AIM OF THE EXERCISE - Copy out only the rows from the line with "Objective — one marker on every instance of the pale" to the line with "Objective — one marker on every instance of the scattered", putting "circle" in place of "disc" everywhere and changing nothing else.

TASK INPUT -
— Start —
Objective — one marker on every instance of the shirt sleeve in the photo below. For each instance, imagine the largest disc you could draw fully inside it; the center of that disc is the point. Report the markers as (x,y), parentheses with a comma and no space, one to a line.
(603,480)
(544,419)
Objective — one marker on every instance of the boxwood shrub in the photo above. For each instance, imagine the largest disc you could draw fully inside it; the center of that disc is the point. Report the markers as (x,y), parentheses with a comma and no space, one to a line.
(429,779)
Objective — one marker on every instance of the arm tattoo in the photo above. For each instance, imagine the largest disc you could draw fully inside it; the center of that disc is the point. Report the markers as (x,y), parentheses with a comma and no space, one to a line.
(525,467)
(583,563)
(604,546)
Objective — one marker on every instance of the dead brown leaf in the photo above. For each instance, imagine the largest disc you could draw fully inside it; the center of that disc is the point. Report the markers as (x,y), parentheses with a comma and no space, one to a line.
— End —
— Start —
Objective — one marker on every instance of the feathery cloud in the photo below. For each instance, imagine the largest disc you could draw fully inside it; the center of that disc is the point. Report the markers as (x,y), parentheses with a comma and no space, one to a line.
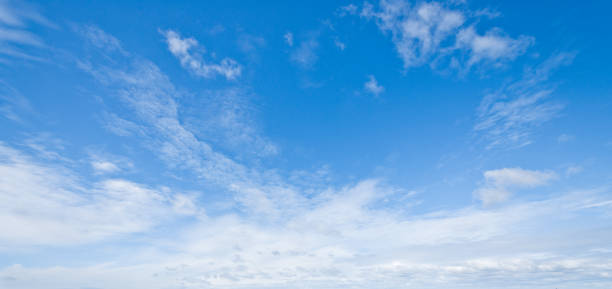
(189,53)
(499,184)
— End —
— Start —
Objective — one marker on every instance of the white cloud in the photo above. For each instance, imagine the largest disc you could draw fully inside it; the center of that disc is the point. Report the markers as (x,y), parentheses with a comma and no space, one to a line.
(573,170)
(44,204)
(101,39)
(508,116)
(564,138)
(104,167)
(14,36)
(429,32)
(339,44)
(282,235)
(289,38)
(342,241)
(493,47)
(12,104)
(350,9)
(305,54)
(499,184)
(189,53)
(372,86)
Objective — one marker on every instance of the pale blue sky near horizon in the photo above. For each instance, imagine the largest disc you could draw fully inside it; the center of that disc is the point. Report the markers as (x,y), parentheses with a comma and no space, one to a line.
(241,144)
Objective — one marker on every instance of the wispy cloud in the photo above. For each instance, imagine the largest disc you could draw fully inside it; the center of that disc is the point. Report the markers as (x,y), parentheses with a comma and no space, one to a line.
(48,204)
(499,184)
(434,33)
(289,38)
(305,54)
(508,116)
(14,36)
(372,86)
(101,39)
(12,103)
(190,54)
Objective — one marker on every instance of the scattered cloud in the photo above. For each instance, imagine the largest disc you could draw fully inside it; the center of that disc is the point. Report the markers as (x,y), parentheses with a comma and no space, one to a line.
— End —
FULL ANSWER -
Objective — one marker on every instance of the pale blue sky near horizon in the photo above. For each instance, imagine the largest circle you could draw fully inside it; the center of that circle is the point. Report the markers as (x,y), parentheses with a comma and no space, one to a line.
(241,144)
Objective — one marker on every instance of the wispy cloud in the photo above. For each instance, imagine the largest circle you could draw fully inside it; the center of that circle is the point. Report the markers as (x,y), parentheses with a comma and no space, one to a line.
(48,204)
(499,184)
(434,33)
(289,38)
(305,54)
(508,116)
(14,36)
(372,86)
(101,39)
(12,103)
(190,54)
Objective — one marker on every instance of the scattered cloud in the photo above. For each instance, imagine the largest circle you could draw fully inside it; the center of that circle is the point. Report the markers as (x,y), parentheses with a comma and no space, one to a line.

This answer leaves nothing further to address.